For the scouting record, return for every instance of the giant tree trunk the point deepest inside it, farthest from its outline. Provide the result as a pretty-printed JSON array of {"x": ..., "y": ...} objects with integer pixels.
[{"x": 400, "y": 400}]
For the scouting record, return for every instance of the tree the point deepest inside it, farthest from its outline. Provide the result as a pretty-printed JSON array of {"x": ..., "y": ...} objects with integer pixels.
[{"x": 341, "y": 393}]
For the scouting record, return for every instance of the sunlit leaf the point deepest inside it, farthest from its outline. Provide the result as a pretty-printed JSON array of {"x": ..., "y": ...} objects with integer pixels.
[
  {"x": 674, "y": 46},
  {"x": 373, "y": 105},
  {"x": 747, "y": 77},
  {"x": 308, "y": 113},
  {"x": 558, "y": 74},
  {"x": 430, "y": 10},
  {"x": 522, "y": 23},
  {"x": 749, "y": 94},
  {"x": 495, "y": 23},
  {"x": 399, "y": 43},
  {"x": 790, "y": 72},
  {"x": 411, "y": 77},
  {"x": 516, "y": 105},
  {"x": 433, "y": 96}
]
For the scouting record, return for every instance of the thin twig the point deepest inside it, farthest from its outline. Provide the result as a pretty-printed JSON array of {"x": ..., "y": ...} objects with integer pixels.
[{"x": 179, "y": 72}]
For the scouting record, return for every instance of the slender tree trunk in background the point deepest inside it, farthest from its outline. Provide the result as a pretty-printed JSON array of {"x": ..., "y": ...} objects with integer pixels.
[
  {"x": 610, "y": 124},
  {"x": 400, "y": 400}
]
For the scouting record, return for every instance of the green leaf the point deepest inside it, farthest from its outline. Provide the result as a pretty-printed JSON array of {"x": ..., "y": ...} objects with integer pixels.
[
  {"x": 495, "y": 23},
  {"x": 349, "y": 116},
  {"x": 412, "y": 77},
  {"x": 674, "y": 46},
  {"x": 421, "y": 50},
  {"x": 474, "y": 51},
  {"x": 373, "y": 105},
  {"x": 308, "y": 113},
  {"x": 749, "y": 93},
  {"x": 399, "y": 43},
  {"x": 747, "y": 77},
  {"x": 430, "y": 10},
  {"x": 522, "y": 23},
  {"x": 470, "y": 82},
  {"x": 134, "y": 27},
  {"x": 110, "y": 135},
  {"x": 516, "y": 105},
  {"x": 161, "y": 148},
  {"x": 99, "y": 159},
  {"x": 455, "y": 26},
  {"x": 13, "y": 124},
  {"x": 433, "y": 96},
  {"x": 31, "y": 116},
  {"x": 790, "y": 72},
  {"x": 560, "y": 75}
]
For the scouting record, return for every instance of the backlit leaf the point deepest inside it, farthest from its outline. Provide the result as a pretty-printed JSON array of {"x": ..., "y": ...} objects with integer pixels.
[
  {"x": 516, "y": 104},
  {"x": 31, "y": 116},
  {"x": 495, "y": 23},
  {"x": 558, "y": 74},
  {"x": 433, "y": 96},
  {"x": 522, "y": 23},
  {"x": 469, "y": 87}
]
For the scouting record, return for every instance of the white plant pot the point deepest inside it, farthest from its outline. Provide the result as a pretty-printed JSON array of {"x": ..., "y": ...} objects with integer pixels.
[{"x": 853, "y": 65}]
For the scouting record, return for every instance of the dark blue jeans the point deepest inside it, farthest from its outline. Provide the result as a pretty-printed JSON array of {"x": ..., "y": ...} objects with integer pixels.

★ ★ ★ ★ ★

§ PROBLEM:
Copy all of the data above verbatim, character for character, without changing, adding, or leaving out anything.

§ WRITTEN ANSWER:
For the scouting record, return for every instance of the giant tree trunk the point deepest inside it, farthest from its outline. Provide the result as a pretty-printed JSON array of {"x": ..., "y": ...} objects with integer pixels.
[{"x": 400, "y": 400}]
For the scouting record, return for every instance of the tree the point deepest inside it, farthest from its outline. Provide the result as a pretty-printed JSON array of {"x": ..., "y": ...} objects with integer pixels.
[{"x": 341, "y": 393}]
For the scouting record, return for every instance of the sunlit leaf the point deepest inside it, farthest from its outline. Provide the result as a pretty-printed JSON array of {"x": ..., "y": ...} objects with integer pixels.
[
  {"x": 674, "y": 46},
  {"x": 373, "y": 105},
  {"x": 747, "y": 77},
  {"x": 308, "y": 113},
  {"x": 558, "y": 74},
  {"x": 430, "y": 10},
  {"x": 522, "y": 23},
  {"x": 749, "y": 94},
  {"x": 495, "y": 23},
  {"x": 399, "y": 43},
  {"x": 790, "y": 72},
  {"x": 411, "y": 77},
  {"x": 516, "y": 105},
  {"x": 433, "y": 96}
]
For the scouting record, return for every instance of the thin twig the point deepest inside it, farthest from its outline. Provide the result as a pretty-printed JSON array of {"x": ..., "y": ...} objects with integer pixels.
[{"x": 179, "y": 72}]
For the scouting record, return for every instance of the slender tree trunk in background the point deepest inside it, farthest from its outline. Provide the result as a pretty-printed JSON array of {"x": ..., "y": ...} objects with integer pixels.
[
  {"x": 610, "y": 124},
  {"x": 400, "y": 400}
]
For the scouting record, return for every instance of the green leaf the point deepest inside it, farthest from its outline. Provide the result as a pretty-printed JSON array of {"x": ..., "y": ...} objects with integer pixels.
[
  {"x": 495, "y": 23},
  {"x": 349, "y": 116},
  {"x": 412, "y": 77},
  {"x": 674, "y": 46},
  {"x": 421, "y": 50},
  {"x": 474, "y": 51},
  {"x": 373, "y": 105},
  {"x": 308, "y": 113},
  {"x": 749, "y": 93},
  {"x": 399, "y": 43},
  {"x": 747, "y": 77},
  {"x": 430, "y": 10},
  {"x": 522, "y": 23},
  {"x": 470, "y": 82},
  {"x": 134, "y": 27},
  {"x": 110, "y": 135},
  {"x": 516, "y": 105},
  {"x": 161, "y": 148},
  {"x": 99, "y": 159},
  {"x": 455, "y": 26},
  {"x": 13, "y": 124},
  {"x": 433, "y": 96},
  {"x": 31, "y": 116},
  {"x": 790, "y": 72},
  {"x": 560, "y": 75}
]
For the scouting record, return for every instance of the backlit leaf the point deepest inside it, farthest from its outline. Provide the result as a pretty-printed JSON array of {"x": ..., "y": ...} objects with integer pixels.
[
  {"x": 516, "y": 104},
  {"x": 31, "y": 116},
  {"x": 495, "y": 23},
  {"x": 558, "y": 74},
  {"x": 433, "y": 96},
  {"x": 522, "y": 23},
  {"x": 469, "y": 87}
]
For the scouting record, return for every instance of the white plant pot the point deepest inside it, farthest from its outline. Provide the result as a pretty-printed JSON array of {"x": ..., "y": ...} objects with integer pixels.
[{"x": 853, "y": 65}]
For the scouting record, return for every instance of the dark blue jeans the point deepest inside it, farthest from its outline. Provide the result as a pretty-printed JSON array of {"x": ..., "y": ...} objects with integer pixels.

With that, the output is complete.